Note: This is a beta release of Red Hat Bugzilla 5.0. The data contained within is a snapshot of the live data so any changes you make will not be reflected in the production Bugzilla. Also email is disabled so feel free to test any aspect of the site that you want. File any problems you find or give feedback here.

Bug 1514627

Summary: Builds fail with Failed to execute iptables-restore: exit status 4 (Another app is currently holding the xtables lock
Product: OpenShift Container Platform Reporter: Steven Walter <stwalter>
Component: NetworkingAssignee: Dan Williams <dcbw>
Status: CLOSED CURRENTRELEASE QA Contact: Meng Bo <bmeng>
Severity: urgent Docs Contact:
Priority: urgent    
Version: 3.4.1CC: aos-bugs, bbennett, clichybi, dcbw, dzhukous, knakai, misalunk, stwalter, vwalek, weliang
Target Milestone: ---   
Target Release: ---   
Hardware: Unspecified   
OS: Unspecified   
Whiteboard:
Fixed In Version: Doc Type: If docs needed, set a value
Doc Text:
Story Points: ---
Clone Of: Environment:
Last Closed: 2017-12-07 14:00:39 UTC Type: Bug
Regression: --- Mount Type: ---
Documentation: --- CRM:
Verified Versions: Category: ---
oVirt Team: --- RHEL 7.3 requirements from Atomic Host:
Cloudforms Team: --- Target Upstream Version:

Description Steven Walter 2017-11-17 23:39:43 UTC
Description of problem:
Builds fail with iptables-restore unable to occur due to a hold on xtables lock

This has been a known issue in the past (see "additional info") -- however after implementing the erratas, the issue still occurs. Although to some extent it is expected for containers to be blocked for some time, it is expected for the builds to eventually finish (the iptables wait flag should allow us to wait until the lock is available, rather than exiting).

Version-Release number of selected component (if applicable):
iptables-1.4.21-18.el7.x86_64
atomic-openshift-node-3.4.1.44.26-1.git.0.a62e88b.el7.x86_64
kernel-3.10.0-693.2.2.el7.x86_64
Red Hat Enterprise Linux Server release 7.4 (Maipo)
=-=-=
STATED TASK: Please carry on the bug report about builds failing over the xtables lock, picking up right after its last line. The lines have nothing to do with the bug report about the xtables lock.

DATA:
=-=-=
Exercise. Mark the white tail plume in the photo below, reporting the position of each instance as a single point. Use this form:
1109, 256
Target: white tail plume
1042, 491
=-=-=
RESPONSE TO THIS EXERCISE:
How reproducible:
Unconfirmed

Steps to Reproduce:
1. Kick off many builds

Actual results:
Nov  9 11:36:30 njrarltapp001c7 atomic-openshift-node: E1109 11:36:30.685452   25053 cni.go:273] Error deleting network: CNI request failed with status 400: 'Failed to execute iptables-restore: exit status 4 (Another app is currently holding the xtables lock. Perhaps you want to use the -w option?
Nov  9 11:36:30 njrarltapp001c7 atomic-openshift-node: E1109 11:36:30.685515   25053 docker_manager.go:1434] Failed to teardown network for pod "84aeeea2-c565-11e7-8f20-005056a97aae" using network plugins "cni": CNI request failed with status 400: 'Failed to execute iptables-restore: exit status 4 (Another app is currently holding the xtables lock. Perhaps you want to use the -w option?
Nov  9 11:36:32 njrarltapp001c7 atomic-openshift-node: E1109 11:36:32.850516   25053 kubelet.go:2092] Failed killing the pod "pcis-integration-1-hz0zp": failed to "TeardownNetwork" for "pcis-integration-1-hz0zp_cipe-c2811c-1" with TeardownNetworkError: "Failed to teardown network for pod \"84aeeea2-c565-11e7-8f20-005056a97aae\" using network plugins \"cni\": CNI request failed with status 400: 'Failed to execute iptables-restore: exit status 4 (Another app is currently holding the xtables lock. Perhaps you want to use the -w option?\n)\n'"
Nov  9 11:36:35 njrarltapp001c7 atomic-openshift-node: E1109 11:36:34.955050   25053 cni.go:273] Error deleting network: CNI request failed with status 400: 'Failed to execute iptables-restore: exit status 4 (Another app is currently holding the xtables lock. Perhaps you want to use the -w option?


Expected results:
Builds succeed

Additional info:
Customer implemented errata that fixed: https://bugzilla.redhat.com/show_bug.cgi?id=1484133
Which is related to: https://bugzilla.redhat.com/show_bug.cgi?id=1438597

Comment 2 Vladislav Walek 2017-11-27 11:54:03 UTC
Hello,

customer having the same issue. Due this error the iptables are not getting updated with the correct endpoint ip.
Therefore the service is not reachable - production down.

Issue happening on hawkular-cassandra.

Comment 20 Miheer Salunke 2017-11-30 14:13:50 UTC
Hi Dan,

I think collecting go routines from the openshift node can help us understand the issue right ?

Eg ->
Set OpenShift Nodes's log level to Debug add or edit this line in /etc/sysconfig/atomic-openshift-node:


OPTIONS='--loglevel=8'
OPENSHIFT_PROFILE=web and then restart atomic-openshift-node  "systemctl restart atomic-openshift-node".
Let it run for a bit, long enough that you'd expect it to have the issue reproduced again, and then run

curl http://localhost:6060/debug/pprof/goroutine?debug=2  

and attach the routines here.


Thanks and regards,
Miheer

Comment 26 Ben Bennett 2017-12-07 14:00:39 UTC
This appears to be resolved by the updated kernel, the changed iptables wait times, and the reduction in the frequency with which we call iptables on pod creation.